_WHAT YOU SHOULD DO_: Return the lines below exactly, from the first line to the line that contains "box: [21, 278, 423, 306]". Leave out pictures.

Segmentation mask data
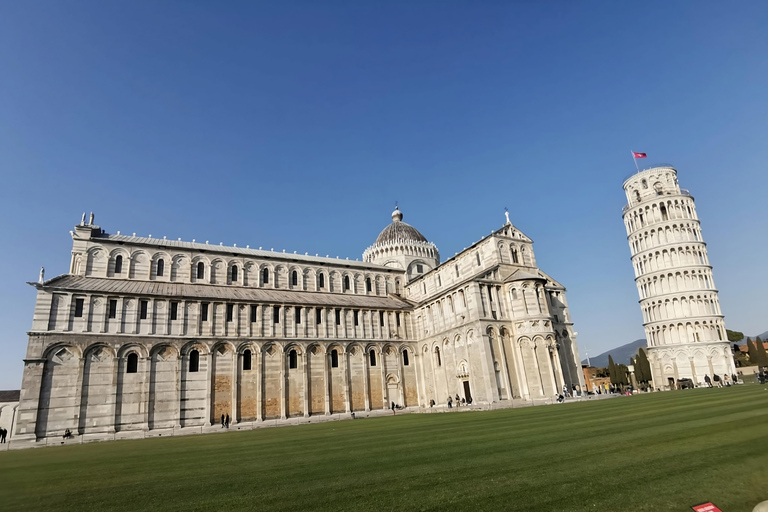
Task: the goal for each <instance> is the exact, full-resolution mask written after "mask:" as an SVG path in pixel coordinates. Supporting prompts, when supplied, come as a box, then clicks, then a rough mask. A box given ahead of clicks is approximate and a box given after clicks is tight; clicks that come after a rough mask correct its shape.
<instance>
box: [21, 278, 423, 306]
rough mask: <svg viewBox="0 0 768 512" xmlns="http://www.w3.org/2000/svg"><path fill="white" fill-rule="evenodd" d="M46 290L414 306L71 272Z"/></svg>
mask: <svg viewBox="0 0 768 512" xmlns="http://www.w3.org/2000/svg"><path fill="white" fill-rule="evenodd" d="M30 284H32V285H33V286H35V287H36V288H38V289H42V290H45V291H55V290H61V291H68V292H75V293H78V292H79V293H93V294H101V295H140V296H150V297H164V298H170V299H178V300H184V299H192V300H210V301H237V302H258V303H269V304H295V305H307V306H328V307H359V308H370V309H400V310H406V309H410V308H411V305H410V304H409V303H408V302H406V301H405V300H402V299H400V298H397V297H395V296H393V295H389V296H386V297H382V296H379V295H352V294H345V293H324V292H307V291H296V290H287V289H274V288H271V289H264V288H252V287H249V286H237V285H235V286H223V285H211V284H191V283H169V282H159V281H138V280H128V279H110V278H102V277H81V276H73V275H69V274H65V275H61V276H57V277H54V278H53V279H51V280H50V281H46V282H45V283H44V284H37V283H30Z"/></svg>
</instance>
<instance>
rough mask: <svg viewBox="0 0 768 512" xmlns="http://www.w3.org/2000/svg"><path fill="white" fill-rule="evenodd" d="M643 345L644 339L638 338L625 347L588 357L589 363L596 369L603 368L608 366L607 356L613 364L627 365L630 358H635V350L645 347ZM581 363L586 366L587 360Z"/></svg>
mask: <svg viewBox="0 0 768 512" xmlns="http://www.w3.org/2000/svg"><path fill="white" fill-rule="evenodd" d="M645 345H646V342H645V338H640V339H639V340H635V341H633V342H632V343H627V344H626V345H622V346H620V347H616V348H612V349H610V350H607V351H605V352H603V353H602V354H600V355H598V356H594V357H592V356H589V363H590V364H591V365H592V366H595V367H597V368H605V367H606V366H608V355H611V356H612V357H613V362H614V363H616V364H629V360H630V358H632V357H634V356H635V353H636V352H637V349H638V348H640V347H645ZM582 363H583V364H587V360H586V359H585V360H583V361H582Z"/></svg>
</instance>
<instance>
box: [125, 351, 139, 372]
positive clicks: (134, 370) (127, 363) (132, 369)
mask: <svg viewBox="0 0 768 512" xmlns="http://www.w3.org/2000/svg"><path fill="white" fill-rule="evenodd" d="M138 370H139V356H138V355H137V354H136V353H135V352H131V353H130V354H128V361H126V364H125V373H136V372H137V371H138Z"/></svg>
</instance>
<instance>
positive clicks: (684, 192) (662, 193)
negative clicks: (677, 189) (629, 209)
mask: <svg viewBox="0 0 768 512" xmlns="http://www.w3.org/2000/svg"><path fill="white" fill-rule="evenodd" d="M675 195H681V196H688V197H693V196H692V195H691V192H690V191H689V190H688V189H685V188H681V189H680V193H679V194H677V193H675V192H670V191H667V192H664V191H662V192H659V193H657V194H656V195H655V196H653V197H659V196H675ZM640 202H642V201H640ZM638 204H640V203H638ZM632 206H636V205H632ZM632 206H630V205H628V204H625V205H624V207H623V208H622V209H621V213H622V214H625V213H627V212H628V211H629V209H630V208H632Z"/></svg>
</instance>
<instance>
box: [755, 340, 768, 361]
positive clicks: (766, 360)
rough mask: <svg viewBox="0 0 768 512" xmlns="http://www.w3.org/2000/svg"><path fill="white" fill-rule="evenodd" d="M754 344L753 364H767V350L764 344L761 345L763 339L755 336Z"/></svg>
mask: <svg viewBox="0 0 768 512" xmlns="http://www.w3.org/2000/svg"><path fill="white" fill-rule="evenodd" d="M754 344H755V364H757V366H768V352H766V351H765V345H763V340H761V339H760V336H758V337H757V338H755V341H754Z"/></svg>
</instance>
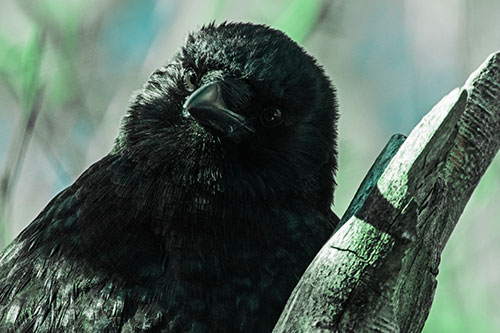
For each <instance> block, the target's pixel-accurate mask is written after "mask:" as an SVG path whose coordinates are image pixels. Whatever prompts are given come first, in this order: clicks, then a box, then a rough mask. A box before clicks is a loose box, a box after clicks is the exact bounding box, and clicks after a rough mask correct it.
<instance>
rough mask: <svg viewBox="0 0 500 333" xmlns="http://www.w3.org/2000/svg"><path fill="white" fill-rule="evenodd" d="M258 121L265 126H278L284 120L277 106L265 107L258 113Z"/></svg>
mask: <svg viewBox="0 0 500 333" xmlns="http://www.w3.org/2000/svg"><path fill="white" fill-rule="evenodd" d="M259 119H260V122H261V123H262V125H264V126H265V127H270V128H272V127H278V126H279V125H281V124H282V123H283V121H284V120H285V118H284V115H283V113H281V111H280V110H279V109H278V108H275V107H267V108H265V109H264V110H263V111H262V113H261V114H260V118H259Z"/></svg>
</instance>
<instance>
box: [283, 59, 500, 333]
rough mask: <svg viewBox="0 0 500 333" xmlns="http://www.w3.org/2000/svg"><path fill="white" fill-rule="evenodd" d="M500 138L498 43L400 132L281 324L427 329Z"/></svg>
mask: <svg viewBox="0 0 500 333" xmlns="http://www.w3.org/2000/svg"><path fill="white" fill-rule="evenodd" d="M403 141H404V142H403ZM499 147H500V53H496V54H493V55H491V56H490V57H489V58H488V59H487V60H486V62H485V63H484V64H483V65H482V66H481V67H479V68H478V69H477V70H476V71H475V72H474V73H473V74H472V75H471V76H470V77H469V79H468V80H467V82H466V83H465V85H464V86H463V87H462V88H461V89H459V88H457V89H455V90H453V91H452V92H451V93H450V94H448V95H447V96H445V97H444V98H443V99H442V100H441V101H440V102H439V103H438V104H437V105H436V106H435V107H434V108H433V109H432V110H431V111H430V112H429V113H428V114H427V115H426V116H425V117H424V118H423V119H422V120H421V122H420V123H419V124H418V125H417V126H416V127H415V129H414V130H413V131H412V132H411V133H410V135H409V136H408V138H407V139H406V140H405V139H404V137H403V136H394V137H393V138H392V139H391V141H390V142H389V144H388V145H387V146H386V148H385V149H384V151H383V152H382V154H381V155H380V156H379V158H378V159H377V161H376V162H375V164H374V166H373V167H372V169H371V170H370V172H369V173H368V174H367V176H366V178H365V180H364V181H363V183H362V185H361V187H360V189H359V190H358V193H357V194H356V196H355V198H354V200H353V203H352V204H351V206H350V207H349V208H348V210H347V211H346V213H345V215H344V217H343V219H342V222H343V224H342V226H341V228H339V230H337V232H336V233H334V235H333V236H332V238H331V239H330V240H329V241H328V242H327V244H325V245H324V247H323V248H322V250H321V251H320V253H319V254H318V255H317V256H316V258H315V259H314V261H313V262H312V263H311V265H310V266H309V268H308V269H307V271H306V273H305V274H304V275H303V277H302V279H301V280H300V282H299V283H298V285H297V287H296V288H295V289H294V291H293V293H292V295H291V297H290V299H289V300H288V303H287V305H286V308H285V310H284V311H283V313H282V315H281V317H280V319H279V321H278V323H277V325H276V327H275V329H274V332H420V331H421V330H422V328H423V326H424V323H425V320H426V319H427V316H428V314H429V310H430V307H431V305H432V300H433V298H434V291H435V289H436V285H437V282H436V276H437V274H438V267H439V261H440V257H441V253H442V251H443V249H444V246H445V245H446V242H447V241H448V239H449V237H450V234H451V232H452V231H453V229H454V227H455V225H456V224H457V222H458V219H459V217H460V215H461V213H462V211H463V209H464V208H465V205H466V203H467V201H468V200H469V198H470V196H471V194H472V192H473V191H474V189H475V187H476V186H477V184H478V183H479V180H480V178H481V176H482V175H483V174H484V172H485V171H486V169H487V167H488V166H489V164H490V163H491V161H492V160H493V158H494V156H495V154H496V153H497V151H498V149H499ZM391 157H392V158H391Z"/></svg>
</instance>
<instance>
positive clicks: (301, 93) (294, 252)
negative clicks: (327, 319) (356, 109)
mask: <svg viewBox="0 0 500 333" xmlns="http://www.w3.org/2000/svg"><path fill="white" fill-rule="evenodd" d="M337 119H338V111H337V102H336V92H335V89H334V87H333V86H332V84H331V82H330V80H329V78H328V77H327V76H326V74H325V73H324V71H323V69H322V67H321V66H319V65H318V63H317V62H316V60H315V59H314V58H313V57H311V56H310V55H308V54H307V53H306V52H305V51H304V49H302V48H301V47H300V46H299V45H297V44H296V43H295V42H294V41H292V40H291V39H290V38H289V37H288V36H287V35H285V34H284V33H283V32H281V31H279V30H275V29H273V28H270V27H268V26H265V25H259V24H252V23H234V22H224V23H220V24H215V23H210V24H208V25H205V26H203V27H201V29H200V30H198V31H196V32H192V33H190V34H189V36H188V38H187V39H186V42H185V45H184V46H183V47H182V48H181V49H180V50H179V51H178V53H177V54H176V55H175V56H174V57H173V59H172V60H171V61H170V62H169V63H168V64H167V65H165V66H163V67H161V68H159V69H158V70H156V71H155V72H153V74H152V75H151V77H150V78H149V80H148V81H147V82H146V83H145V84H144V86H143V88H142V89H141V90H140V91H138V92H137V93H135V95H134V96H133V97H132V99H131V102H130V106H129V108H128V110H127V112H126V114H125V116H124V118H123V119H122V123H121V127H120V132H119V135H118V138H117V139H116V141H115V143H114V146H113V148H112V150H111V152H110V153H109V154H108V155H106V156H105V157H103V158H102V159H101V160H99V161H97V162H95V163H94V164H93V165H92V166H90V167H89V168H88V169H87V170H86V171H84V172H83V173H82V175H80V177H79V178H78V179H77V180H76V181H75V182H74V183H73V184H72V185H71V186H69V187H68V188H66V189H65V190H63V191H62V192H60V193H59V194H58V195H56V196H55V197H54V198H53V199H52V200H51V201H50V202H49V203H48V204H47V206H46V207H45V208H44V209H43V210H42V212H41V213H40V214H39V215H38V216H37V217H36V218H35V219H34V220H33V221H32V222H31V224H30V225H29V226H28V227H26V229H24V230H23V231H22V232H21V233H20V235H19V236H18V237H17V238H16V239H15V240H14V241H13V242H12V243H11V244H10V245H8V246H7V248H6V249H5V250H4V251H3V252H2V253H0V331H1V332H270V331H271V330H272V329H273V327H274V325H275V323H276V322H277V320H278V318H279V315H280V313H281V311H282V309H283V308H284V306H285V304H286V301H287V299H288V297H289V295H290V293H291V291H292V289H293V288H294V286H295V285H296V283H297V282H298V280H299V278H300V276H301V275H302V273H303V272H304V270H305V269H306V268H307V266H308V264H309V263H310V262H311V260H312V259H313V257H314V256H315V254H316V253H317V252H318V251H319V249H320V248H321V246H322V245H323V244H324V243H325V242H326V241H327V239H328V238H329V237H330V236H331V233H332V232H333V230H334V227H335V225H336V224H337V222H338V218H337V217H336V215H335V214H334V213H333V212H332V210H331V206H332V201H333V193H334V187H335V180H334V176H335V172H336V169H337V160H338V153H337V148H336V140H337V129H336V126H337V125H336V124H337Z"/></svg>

_ANSWER_:
Task: the goal for each <instance> is the exact, full-resolution mask written after "mask:" as an SVG path in pixel coordinates. Supporting prompts, when supplied, come as a box, then clicks, then a rough mask. A box given ahead of clicks is approximate and a box given after clicks is tight; clicks that come after a rough mask correct its shape.
<instance>
box: [21, 278, 423, 306]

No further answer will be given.